> [TESTO SELEZIONATO]:
# # # # # # #

| categoria: salute

Ogni anno 87mila nuove diagnosi di tumore nelle donne

Sono circa 87.000 ogni anno le nuove diagnosi di tumori femminili maligni, numero in crescita anche se non lo è fortunatamente l’incidenza della mortalità. In particolare ad aumentare sono il cancro al polmone e al seno, specie nelle giovani sotto i quarant’anni. Ma il più insidioso perchè più difficile da scovare, è il tumore all’ovaio. A fare il punto sulle neoplasie femminili, il libro ‘Donne e tumori. Aspetti clinici, psicopatologici e terapeutico-assistenzialì, realizzato dall’Osservatorio Nazionale sulla salute della Donna (O.N.Da), grazie al supporto di Farmindustria e presentato oggi a Roma. Dopo le malattie cardiovascolari, le neoplasie rappresentano la principale causa di morte femminile: sono responsabili ogni anno del decesso di 486 donne ogni 100.000 sopra i 75 anni e di 150 dai 55 ai 74 anni. Ma «in Italia il tasso di sopravvivenza a 5 anni dalla diagnosi per le donne raggiunge il 60% dei casi a fronte del 40% degli uomini», spiega Adriana Albini, presidente comitato scientifico O.N.D.A. Tanto che «oggi 400.000 donne vivono con tumore a seno e saranno mezzo milione nel 2030, mentre 90.000 sono quelle che oggi convivono con tumore a collo dell’utero». Per questo è «importante la qualità di vita e maggiore interesse sulla sfera dei disturbi emotivo-affettivi che possono colpire le pazienti oncologiche, con riflessi anche sull’aderenza ai trattamenti», spiega Francesca Merzagora, presidente di O.N.Da.«. Ancora molto c’è da fare dal punto di vista terapeutico. »Oltre il 90% dei farmaci sono testati sugli uomini anche se vengono assunti da donne«, sottolinea Emilia Grazia De Biasi, presidente della Commissione Igiene e Sanità del Senato. »L’industria farmaceutica è pronta ad affrontare le nuove sfide della ricerca, promuovendo la medicina di genere«, sottolinea in merito Massimo Scaccabarozzi, presidente della Farmindustria. »Abbiamo in sviluppo 850 farmaci, molti dei quali terapie oncologiche, che sono proprio pensati per le donne«. Ma, conclude, »è necessario assicurare ai farmaci un accesso più rapido e uniforme, per non assistere a una ‘tragica lotteria della nascita, che vede agevolati coloro che nascono in alcune regioni«.

# # # # # # #

Dati raccolti:
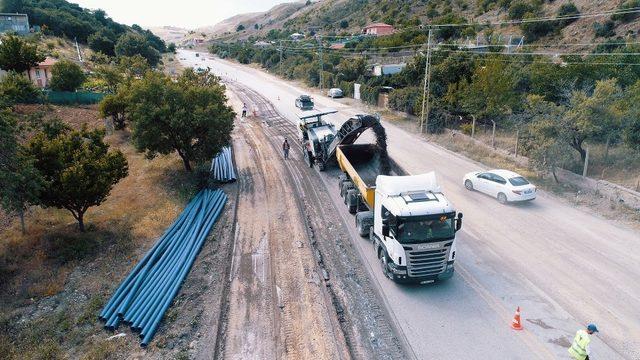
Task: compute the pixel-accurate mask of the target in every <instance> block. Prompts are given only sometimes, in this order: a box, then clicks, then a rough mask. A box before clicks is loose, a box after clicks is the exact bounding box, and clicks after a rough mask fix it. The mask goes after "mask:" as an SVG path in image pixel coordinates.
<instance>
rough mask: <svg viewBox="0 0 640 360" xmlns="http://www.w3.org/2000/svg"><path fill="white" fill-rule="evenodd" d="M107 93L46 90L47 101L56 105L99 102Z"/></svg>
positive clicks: (91, 103) (45, 97)
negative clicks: (74, 91)
mask: <svg viewBox="0 0 640 360" xmlns="http://www.w3.org/2000/svg"><path fill="white" fill-rule="evenodd" d="M105 95H106V94H103V93H96V92H89V91H77V92H71V91H50V90H49V91H44V100H45V102H48V103H51V104H56V105H69V104H81V105H88V104H97V103H99V102H100V100H102V98H104V97H105Z"/></svg>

# # # # # # #

> [IL TUO OBIETTIVO]:
Rispondi a queste domande sull'articolo dedicato ai tumori femminili:
(a) Quante sono ogni anno le nuove diagnosi di tumori femminili maligni?
(b) Quale tasso di sopravvivenza a 5 anni dalla diagnosi raggiungono le donne in Italia?
(c) Quanti farmaci ha in sviluppo l'industria farmaceutica secondo il presidente della Farmindustria?

> [LA TUA RISPOSTA]:
(a) Circa 87.000.
(b) Il 60% dei casi.
(c) 850.